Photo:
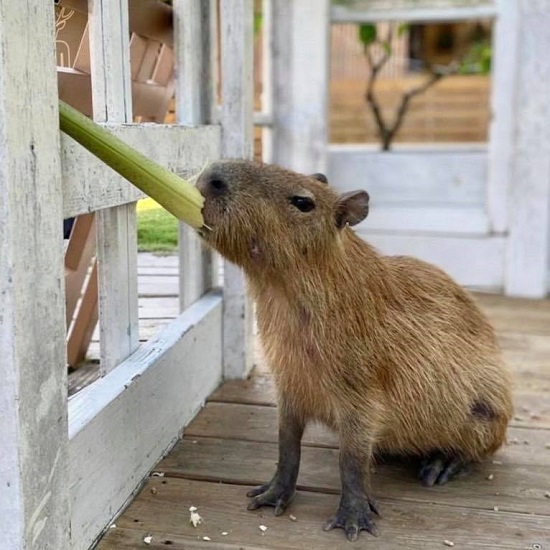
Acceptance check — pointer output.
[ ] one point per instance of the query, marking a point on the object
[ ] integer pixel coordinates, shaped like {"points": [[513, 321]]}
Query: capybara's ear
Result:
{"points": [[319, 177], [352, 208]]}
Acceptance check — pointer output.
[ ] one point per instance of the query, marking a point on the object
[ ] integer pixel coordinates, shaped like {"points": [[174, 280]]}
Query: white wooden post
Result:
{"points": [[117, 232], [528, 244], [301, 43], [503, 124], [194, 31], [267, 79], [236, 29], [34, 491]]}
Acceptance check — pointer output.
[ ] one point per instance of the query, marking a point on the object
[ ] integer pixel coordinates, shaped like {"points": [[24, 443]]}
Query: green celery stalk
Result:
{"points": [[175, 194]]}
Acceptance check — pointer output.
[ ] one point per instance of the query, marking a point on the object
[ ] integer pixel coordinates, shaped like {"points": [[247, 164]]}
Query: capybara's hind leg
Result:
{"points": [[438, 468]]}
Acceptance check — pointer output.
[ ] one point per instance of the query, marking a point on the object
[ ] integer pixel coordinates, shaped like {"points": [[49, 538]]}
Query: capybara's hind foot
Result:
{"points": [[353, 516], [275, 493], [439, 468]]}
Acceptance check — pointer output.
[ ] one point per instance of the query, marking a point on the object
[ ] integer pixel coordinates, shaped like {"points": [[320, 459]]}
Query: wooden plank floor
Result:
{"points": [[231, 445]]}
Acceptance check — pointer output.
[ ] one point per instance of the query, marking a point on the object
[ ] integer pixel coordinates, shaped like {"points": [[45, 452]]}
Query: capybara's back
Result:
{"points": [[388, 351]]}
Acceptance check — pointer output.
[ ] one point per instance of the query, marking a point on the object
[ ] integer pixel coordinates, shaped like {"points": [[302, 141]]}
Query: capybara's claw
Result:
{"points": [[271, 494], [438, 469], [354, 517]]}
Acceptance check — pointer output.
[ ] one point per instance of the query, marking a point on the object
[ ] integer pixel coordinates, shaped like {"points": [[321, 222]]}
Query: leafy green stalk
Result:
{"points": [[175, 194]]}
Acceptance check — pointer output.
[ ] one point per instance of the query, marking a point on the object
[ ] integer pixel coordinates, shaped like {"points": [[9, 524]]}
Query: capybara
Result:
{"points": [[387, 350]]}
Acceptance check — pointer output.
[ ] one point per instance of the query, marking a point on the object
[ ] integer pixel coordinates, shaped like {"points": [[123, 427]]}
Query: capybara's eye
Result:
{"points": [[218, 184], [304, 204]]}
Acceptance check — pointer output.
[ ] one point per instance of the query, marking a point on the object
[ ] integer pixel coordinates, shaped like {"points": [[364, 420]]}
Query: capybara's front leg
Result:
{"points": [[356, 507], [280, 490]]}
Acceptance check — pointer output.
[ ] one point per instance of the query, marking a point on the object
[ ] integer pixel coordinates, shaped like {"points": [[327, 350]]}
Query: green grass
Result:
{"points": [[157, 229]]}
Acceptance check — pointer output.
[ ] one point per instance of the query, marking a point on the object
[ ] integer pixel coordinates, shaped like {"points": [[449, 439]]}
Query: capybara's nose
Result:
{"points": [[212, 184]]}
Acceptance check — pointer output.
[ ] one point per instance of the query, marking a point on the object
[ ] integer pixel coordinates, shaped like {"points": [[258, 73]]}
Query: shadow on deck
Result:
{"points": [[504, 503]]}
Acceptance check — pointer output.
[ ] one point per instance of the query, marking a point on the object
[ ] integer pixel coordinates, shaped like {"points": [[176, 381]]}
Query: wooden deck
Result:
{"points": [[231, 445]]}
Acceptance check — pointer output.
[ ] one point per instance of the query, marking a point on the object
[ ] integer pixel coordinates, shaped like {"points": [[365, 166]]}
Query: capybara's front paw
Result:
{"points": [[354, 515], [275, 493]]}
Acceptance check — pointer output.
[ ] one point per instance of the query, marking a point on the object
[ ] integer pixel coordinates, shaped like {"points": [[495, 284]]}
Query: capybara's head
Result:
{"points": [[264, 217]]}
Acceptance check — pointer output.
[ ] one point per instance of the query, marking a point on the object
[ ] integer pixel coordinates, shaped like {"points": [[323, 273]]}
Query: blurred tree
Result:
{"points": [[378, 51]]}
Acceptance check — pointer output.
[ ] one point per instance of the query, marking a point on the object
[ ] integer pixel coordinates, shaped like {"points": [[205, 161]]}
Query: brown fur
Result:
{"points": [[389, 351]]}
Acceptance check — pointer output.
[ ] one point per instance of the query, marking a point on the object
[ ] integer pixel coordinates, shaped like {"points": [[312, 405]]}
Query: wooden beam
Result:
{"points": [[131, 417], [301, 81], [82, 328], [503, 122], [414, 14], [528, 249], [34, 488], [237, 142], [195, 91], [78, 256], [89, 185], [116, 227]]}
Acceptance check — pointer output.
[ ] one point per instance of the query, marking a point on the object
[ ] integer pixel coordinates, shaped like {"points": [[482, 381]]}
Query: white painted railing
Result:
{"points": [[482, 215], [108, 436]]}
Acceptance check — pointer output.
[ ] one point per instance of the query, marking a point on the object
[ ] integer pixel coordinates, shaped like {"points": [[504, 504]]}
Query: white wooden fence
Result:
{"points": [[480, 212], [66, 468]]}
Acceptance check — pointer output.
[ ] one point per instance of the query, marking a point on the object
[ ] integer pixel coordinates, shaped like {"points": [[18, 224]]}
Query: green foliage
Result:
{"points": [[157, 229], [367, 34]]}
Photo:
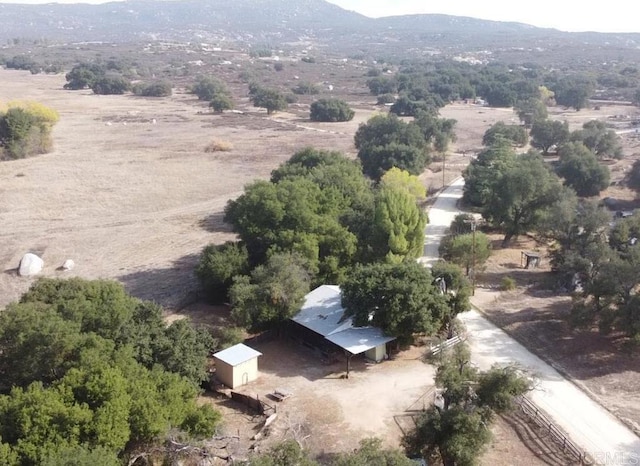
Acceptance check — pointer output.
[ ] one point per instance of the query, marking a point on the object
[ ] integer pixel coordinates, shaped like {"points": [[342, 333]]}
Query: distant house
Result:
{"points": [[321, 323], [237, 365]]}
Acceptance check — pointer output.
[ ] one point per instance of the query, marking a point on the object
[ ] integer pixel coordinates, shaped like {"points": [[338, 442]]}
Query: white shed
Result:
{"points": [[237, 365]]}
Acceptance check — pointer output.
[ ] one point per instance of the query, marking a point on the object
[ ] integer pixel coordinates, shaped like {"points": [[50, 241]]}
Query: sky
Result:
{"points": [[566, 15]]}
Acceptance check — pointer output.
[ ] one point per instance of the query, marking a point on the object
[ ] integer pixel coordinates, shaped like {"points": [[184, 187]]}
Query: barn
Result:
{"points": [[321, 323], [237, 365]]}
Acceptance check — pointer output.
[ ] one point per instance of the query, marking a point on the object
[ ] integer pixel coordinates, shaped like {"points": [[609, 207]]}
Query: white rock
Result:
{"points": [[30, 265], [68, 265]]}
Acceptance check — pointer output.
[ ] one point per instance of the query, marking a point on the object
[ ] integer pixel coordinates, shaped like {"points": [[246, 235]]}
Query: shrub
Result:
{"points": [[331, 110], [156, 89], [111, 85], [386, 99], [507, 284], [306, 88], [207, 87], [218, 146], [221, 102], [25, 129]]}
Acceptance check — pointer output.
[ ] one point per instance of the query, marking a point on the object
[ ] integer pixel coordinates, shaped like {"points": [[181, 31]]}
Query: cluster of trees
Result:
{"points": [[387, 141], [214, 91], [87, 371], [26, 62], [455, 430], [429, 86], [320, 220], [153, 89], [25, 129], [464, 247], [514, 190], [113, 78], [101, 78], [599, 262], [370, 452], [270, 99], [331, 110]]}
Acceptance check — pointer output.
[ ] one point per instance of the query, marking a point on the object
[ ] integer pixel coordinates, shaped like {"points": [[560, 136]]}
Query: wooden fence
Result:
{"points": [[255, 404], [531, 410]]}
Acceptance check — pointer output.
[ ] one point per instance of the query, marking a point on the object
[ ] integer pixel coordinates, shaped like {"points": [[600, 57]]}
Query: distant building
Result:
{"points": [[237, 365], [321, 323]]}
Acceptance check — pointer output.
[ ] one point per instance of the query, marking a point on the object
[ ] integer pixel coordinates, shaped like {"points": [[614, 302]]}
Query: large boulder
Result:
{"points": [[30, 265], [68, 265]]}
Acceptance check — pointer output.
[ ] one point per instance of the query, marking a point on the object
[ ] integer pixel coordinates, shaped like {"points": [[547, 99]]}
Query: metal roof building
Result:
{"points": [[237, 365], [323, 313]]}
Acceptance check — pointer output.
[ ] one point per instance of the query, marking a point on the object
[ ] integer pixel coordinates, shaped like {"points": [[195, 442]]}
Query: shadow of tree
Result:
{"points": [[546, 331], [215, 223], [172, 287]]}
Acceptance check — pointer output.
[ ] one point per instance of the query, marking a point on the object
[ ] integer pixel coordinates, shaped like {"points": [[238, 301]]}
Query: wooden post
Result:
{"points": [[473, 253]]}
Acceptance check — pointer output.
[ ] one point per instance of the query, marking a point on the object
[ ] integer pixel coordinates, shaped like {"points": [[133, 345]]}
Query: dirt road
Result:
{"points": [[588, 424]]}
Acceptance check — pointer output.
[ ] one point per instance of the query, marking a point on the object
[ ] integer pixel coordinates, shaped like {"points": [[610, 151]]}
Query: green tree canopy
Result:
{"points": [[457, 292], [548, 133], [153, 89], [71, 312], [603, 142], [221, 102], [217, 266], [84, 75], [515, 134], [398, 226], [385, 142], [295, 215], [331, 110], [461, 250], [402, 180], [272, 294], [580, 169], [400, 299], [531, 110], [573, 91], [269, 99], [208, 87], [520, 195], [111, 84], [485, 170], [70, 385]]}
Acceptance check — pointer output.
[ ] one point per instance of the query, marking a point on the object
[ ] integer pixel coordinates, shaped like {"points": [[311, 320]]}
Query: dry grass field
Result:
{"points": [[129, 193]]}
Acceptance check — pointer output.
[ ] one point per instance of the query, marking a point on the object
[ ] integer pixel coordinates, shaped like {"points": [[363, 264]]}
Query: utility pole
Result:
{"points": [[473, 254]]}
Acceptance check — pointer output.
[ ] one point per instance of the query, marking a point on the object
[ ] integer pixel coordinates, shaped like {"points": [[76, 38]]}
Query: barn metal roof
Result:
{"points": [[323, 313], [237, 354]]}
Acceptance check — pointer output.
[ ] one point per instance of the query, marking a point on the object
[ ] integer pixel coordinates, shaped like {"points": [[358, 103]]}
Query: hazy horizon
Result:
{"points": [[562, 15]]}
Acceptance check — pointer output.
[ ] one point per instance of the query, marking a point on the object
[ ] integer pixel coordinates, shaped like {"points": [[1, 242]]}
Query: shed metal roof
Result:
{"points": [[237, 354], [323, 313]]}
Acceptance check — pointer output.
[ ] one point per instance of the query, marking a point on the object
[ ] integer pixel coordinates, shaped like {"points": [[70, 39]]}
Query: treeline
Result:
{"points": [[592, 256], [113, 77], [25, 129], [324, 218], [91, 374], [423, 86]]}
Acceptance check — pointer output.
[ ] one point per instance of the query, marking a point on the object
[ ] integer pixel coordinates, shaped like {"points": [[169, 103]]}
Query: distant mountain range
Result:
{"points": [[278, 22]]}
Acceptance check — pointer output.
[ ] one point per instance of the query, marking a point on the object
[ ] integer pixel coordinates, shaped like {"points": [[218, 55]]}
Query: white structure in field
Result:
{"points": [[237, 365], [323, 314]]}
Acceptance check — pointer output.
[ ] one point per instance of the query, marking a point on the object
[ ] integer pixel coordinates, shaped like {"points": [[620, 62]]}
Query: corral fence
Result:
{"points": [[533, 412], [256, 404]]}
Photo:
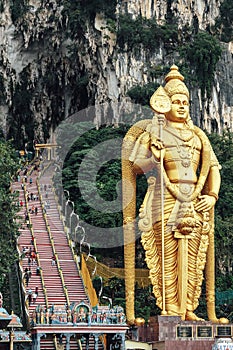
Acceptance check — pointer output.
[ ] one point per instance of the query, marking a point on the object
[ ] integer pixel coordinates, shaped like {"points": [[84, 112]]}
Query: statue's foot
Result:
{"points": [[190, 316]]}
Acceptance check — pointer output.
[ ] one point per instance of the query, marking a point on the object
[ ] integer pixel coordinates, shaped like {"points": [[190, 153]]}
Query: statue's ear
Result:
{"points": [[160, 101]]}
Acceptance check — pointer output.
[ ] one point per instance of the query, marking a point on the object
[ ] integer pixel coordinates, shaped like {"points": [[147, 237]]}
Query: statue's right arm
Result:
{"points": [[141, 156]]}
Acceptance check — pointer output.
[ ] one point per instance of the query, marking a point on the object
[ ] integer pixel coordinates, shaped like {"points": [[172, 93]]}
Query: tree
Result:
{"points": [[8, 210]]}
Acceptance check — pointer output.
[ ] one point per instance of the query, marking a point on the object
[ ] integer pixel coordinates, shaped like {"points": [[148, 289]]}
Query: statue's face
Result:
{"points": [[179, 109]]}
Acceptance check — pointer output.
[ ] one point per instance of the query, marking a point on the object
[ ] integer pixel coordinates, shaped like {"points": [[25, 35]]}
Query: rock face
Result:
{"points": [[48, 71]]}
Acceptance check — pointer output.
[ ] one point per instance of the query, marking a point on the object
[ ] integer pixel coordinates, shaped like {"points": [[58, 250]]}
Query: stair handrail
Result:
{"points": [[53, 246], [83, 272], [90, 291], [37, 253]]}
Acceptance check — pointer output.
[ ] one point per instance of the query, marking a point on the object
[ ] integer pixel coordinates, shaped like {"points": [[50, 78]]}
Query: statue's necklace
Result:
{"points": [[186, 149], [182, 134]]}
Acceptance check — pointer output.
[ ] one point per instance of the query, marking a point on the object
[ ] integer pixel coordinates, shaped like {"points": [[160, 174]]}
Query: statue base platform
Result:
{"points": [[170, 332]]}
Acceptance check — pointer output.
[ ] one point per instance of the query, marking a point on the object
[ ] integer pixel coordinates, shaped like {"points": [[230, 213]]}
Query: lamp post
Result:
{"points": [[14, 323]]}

** STATED TASK **
Count the lines in the entries above that contain the word "distant". Reply with only the number.

** TASK OUTPUT **
3